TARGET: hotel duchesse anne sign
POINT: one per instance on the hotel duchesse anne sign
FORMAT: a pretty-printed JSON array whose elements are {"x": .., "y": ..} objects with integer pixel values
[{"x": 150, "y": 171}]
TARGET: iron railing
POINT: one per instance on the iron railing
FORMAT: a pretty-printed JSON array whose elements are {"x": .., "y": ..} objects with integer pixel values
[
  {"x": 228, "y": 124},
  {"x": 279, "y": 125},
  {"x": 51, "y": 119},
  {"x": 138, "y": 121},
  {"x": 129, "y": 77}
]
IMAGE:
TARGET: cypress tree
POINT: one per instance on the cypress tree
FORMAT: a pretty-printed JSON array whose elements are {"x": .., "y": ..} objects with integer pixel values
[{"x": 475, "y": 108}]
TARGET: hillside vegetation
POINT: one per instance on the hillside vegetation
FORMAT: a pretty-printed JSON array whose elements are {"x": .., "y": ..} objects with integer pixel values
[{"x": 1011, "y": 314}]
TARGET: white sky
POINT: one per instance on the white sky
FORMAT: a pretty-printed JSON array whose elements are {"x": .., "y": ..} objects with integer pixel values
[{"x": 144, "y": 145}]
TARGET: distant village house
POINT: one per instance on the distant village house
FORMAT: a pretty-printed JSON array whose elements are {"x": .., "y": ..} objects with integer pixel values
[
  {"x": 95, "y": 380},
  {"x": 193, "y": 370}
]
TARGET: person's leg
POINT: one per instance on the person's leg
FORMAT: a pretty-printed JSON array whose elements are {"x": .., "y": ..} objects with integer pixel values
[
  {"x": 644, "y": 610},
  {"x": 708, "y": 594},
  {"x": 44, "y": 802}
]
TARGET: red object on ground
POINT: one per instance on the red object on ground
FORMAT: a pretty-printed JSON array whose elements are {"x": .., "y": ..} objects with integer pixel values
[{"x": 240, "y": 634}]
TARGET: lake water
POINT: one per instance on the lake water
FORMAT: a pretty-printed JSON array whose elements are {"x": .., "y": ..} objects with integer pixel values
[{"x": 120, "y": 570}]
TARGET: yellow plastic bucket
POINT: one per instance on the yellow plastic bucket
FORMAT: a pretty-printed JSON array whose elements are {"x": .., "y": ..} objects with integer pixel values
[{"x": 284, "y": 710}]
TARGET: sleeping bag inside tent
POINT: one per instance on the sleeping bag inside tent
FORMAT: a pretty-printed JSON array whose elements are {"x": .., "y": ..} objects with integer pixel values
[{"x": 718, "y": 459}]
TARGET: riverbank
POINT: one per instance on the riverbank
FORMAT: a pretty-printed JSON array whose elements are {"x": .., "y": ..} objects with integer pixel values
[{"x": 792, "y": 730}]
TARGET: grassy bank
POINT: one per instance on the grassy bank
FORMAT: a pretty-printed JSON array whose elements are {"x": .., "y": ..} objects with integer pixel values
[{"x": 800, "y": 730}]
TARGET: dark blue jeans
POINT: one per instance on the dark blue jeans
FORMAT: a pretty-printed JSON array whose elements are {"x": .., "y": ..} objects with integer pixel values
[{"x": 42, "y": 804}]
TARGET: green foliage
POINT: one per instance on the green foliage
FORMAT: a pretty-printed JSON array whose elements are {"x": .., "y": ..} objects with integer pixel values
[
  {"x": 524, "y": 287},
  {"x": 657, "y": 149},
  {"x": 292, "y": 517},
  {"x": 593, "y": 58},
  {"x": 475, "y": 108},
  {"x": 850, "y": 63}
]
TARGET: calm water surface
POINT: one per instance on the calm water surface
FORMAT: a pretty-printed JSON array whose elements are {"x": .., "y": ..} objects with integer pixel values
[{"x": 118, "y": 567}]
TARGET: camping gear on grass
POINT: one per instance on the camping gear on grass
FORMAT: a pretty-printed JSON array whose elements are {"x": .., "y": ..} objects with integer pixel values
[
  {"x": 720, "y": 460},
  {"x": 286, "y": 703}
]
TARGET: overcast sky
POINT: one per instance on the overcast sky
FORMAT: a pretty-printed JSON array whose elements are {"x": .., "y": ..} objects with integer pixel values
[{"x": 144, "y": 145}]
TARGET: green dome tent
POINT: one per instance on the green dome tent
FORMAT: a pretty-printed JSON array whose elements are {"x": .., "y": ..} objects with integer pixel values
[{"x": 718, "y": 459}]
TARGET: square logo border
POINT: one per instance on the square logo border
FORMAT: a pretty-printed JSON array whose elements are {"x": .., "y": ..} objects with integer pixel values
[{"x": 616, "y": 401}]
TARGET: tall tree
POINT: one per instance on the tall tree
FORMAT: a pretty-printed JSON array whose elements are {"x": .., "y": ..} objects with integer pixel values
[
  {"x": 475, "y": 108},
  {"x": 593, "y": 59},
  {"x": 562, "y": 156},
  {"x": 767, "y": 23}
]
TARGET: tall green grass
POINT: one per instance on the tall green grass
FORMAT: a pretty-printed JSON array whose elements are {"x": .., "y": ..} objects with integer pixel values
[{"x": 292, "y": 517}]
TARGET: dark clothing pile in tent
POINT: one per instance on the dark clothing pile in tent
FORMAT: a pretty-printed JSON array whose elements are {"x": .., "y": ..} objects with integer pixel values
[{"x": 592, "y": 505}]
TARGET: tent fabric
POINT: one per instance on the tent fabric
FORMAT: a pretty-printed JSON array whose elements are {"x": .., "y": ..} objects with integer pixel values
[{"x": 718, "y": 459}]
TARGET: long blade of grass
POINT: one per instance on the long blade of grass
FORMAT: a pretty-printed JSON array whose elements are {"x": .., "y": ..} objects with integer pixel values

##############################

--- The problem ---
Would you please write out the entries again exactly?

--- Result of the task ---
TARGET: hotel duchesse anne sign
POINT: one per instance on the hotel duchesse anne sign
FORMAT: a pretty-printed JSON array whose elements are {"x": .., "y": ..} objects with integer pixel values
[{"x": 150, "y": 171}]
TARGET: iron railing
POINT: one per instance on the iron railing
FORMAT: a pretty-printed JSON array whose elements are {"x": .., "y": ..} objects with integer pixel values
[
  {"x": 228, "y": 124},
  {"x": 279, "y": 125},
  {"x": 51, "y": 119},
  {"x": 138, "y": 121},
  {"x": 129, "y": 77}
]
IMAGE:
TARGET: cypress tree
POINT: one per instance on the cypress tree
FORMAT: a pretty-printed JSON array whose elements are {"x": .., "y": ..} objects with integer pixel values
[{"x": 475, "y": 108}]
TARGET: hillside vegetation
POINT: one per instance on the hillside vegetation
FORMAT: a pretty-printed JSON array whose elements are {"x": .., "y": ..} objects with integer pixel values
[{"x": 1011, "y": 314}]
TARGET: white sky
POINT: one per instance on the white sky
FORMAT: a pretty-printed JSON array whose elements are {"x": .., "y": ..} objects with integer pixel values
[{"x": 144, "y": 145}]
TARGET: distant village house
POINT: one per instance on the distant village house
FORMAT: a pretty-printed JSON array whose elements are {"x": .., "y": ..} objects with integer pixel values
[
  {"x": 95, "y": 380},
  {"x": 193, "y": 370}
]
TARGET: person's leg
POINT: one per instance on the person's leg
FORMAT: a pretty-printed JSON array whose elements are {"x": .., "y": ..} objects with integer pixel values
[
  {"x": 644, "y": 610},
  {"x": 708, "y": 594},
  {"x": 44, "y": 802}
]
TARGET: red object on ground
POINT: one per instance on the red object on ground
FORMAT: a pretty-printed JSON array whose elements are {"x": .., "y": ..} objects with integer pixel values
[{"x": 240, "y": 634}]
TARGET: lake water
POINT: one per instance on the lake water
FORMAT: a pretty-printed JSON array whose elements are {"x": .., "y": ..} objects with integer pixel values
[{"x": 120, "y": 570}]
TARGET: yellow plastic bucket
POINT: one per instance on the yellow plastic bucket
FORMAT: a pretty-printed JSON array whose elements are {"x": .., "y": ..} objects with integer pixel values
[{"x": 284, "y": 710}]
TARGET: sleeping bag inside tent
POINT: one per instance on the sleeping bag inside tent
FORMAT: a pretty-printed JSON array whose elements are {"x": .., "y": ..} objects with integer pixel values
[{"x": 718, "y": 459}]
TARGET: riverbank
POINT: one per instance on the riverbank
FORMAT: a pretty-printed JSON array whose elements are {"x": .., "y": ..} objects with integer pixel values
[{"x": 792, "y": 730}]
TARGET: grassy bank
POINT: one per instance on the grassy bank
FORMAT: a pretty-printed JSON array whose elements are {"x": .., "y": ..} objects with integer pixel values
[{"x": 800, "y": 730}]
TARGET: dark blue jeans
POINT: one per instance on the dark blue jeans
FORMAT: a pretty-printed JSON array whose elements are {"x": .., "y": ..} objects with integer pixel values
[{"x": 42, "y": 804}]
TARGET: green foliage
POINT: one per instance on the green foliage
FORMAT: a pretty-printed JSON array whose elements are {"x": .., "y": ..} objects with integer pixel values
[
  {"x": 524, "y": 287},
  {"x": 657, "y": 149},
  {"x": 292, "y": 517},
  {"x": 593, "y": 58},
  {"x": 475, "y": 108},
  {"x": 850, "y": 63}
]
TARGET: calm water surface
POINT: one per instance on the calm water surface
FORMAT: a pretty-printed JSON array whose elements are {"x": .., "y": ..} objects with integer pixel values
[{"x": 118, "y": 567}]
TARGET: camping gear on grass
POINT: one per instance on the camping gear on grass
FORMAT: a pretty-printed JSON array whose elements are {"x": .., "y": ..} objects with integer pixel values
[
  {"x": 720, "y": 460},
  {"x": 286, "y": 703}
]
TARGET: overcast sky
POINT: one per instance on the overcast sky
FORMAT: a pretty-printed JSON array whose elements are {"x": .., "y": ..} objects with integer pixel values
[{"x": 144, "y": 145}]
TARGET: green dome tent
POINT: one per instance on the green dome tent
FORMAT: a pretty-printed JSON array whose elements are {"x": .., "y": ..} objects with integer pixel values
[{"x": 718, "y": 459}]
TARGET: square logo border
POINT: one per instance on the square logo border
FORMAT: a pretty-printed JSON array whose elements are {"x": .., "y": ..} objects with integer pixel values
[{"x": 616, "y": 401}]
TARGET: tall tree
POINT: one per instance on the tall tree
FORMAT: a pretty-printed JSON array whose elements are {"x": .., "y": ..} objects with integer pixel values
[
  {"x": 475, "y": 108},
  {"x": 593, "y": 59},
  {"x": 562, "y": 156},
  {"x": 767, "y": 23}
]
TARGET: tall green grass
POINT: one per instance on the tall green grass
FORMAT: a pretty-printed JSON array whose elements are {"x": .., "y": ..} objects with integer pixel values
[{"x": 292, "y": 517}]
TARGET: dark clothing pile in tent
POINT: one per instance on the dark clothing pile in tent
FORMAT: a pretty-printed JSON array whose elements are {"x": .., "y": ..} objects with integer pixel values
[{"x": 592, "y": 505}]
TARGET: tent fabric
POINT: one per instance on the tent fabric
FORMAT: a pretty-printed JSON array whose elements are {"x": .., "y": ..} objects with integer pixel values
[{"x": 718, "y": 459}]
TARGET: long blade of grass
POINT: one per instance on the long blade of grass
FORMAT: a pretty-printed JSON array whose elements are {"x": .., "y": ..} objects with integer pixel values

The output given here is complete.